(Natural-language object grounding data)

/---

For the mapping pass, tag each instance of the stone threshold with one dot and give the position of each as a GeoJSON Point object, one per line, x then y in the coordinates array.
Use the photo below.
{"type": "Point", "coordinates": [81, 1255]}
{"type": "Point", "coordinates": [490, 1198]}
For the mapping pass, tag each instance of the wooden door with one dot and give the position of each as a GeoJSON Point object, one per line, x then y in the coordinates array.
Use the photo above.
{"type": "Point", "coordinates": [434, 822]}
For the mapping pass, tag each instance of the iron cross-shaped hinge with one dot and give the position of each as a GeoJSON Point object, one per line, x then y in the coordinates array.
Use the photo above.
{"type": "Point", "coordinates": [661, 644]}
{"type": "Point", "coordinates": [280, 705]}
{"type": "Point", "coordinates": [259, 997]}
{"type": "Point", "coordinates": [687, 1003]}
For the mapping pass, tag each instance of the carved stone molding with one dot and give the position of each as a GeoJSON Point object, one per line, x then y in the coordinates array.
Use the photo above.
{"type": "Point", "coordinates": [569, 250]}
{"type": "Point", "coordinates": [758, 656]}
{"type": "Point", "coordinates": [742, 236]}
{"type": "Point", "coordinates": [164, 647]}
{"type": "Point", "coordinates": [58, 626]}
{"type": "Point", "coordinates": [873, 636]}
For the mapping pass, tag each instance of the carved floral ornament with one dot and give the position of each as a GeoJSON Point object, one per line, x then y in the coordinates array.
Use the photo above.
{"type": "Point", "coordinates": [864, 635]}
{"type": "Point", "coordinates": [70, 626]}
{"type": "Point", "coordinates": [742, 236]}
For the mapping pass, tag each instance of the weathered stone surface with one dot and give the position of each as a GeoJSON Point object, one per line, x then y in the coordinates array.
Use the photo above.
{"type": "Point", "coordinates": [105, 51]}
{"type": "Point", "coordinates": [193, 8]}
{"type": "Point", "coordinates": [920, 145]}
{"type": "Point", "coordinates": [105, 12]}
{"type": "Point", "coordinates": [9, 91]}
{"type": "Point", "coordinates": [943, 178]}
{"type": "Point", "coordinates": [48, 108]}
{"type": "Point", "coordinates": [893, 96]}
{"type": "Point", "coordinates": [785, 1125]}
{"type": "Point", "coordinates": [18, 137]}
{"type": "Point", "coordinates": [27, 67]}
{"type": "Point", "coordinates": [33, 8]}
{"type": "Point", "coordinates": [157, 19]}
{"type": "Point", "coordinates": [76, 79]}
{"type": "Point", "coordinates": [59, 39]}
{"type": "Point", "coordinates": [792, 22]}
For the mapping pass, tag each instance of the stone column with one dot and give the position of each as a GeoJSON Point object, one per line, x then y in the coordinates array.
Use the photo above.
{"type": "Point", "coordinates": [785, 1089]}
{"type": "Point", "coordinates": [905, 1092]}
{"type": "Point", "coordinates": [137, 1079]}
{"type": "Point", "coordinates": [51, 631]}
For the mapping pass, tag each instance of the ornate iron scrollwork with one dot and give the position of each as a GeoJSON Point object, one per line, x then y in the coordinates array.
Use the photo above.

\---

WHAT YOU HAVE TO DO:
Return all the lines shown above, precisely as they stand.

EXERCISE ANSWER:
For the mapping pass, tag each instance of the stone threshold with one dot and give the position of each as a GeoJSON Point object, one per line, x then y in the coordinates array.
Use the photo below.
{"type": "Point", "coordinates": [81, 1255]}
{"type": "Point", "coordinates": [490, 1198]}
For the mapping pass, tag each instance of the wooden door with one dot and give the position of each as a GeoJSON Point object, one per line, x then y in the coordinates array.
Use the photo above.
{"type": "Point", "coordinates": [434, 822]}
For the mapping pass, tag each instance of the iron cross-shaped hinge with one dot and give the position of each as a GeoJSON Point object, one per line, x then y in the coordinates array.
Use the photo above.
{"type": "Point", "coordinates": [661, 644]}
{"type": "Point", "coordinates": [280, 705]}
{"type": "Point", "coordinates": [259, 997]}
{"type": "Point", "coordinates": [687, 1003]}
For the mapping pass, tag each instance of the carved stone molding with one dot and give the position of each as a GeoJSON Point object, one per line, x then y in the coordinates array.
Use the photo above.
{"type": "Point", "coordinates": [569, 250]}
{"type": "Point", "coordinates": [758, 656]}
{"type": "Point", "coordinates": [742, 236]}
{"type": "Point", "coordinates": [164, 647]}
{"type": "Point", "coordinates": [58, 626]}
{"type": "Point", "coordinates": [873, 636]}
For the mapping pass, tag each instance of the carved floral ornament with one dot and give the position of each as a GeoJSON Point object, one per line, x then y in the coordinates array.
Use the photo above.
{"type": "Point", "coordinates": [864, 635]}
{"type": "Point", "coordinates": [70, 626]}
{"type": "Point", "coordinates": [742, 236]}
For the mapping pass, tag each instance of the weathered stone surface with one dot and give the position of each as a GeoJSON Point object, one per line, x then y in the coordinates array.
Use the photo above.
{"type": "Point", "coordinates": [105, 51]}
{"type": "Point", "coordinates": [193, 8]}
{"type": "Point", "coordinates": [920, 145]}
{"type": "Point", "coordinates": [105, 12]}
{"type": "Point", "coordinates": [9, 91]}
{"type": "Point", "coordinates": [943, 178]}
{"type": "Point", "coordinates": [48, 108]}
{"type": "Point", "coordinates": [893, 96]}
{"type": "Point", "coordinates": [785, 1125]}
{"type": "Point", "coordinates": [18, 137]}
{"type": "Point", "coordinates": [27, 67]}
{"type": "Point", "coordinates": [33, 8]}
{"type": "Point", "coordinates": [157, 19]}
{"type": "Point", "coordinates": [76, 79]}
{"type": "Point", "coordinates": [59, 39]}
{"type": "Point", "coordinates": [792, 22]}
For the mapping pass, tag each instance of the stone column with one dot and give the position of each as a GeoJSON Point object, one per line, x then y in the coordinates array.
Use the photo above.
{"type": "Point", "coordinates": [785, 1089]}
{"type": "Point", "coordinates": [905, 1092]}
{"type": "Point", "coordinates": [137, 1079]}
{"type": "Point", "coordinates": [51, 631]}
For the mapping pass, tag each instance of the ornate iron scrollwork with one dot and give the position of each as a GeoJSON Point object, one per line, x then y in the coordinates array.
Use the photo above.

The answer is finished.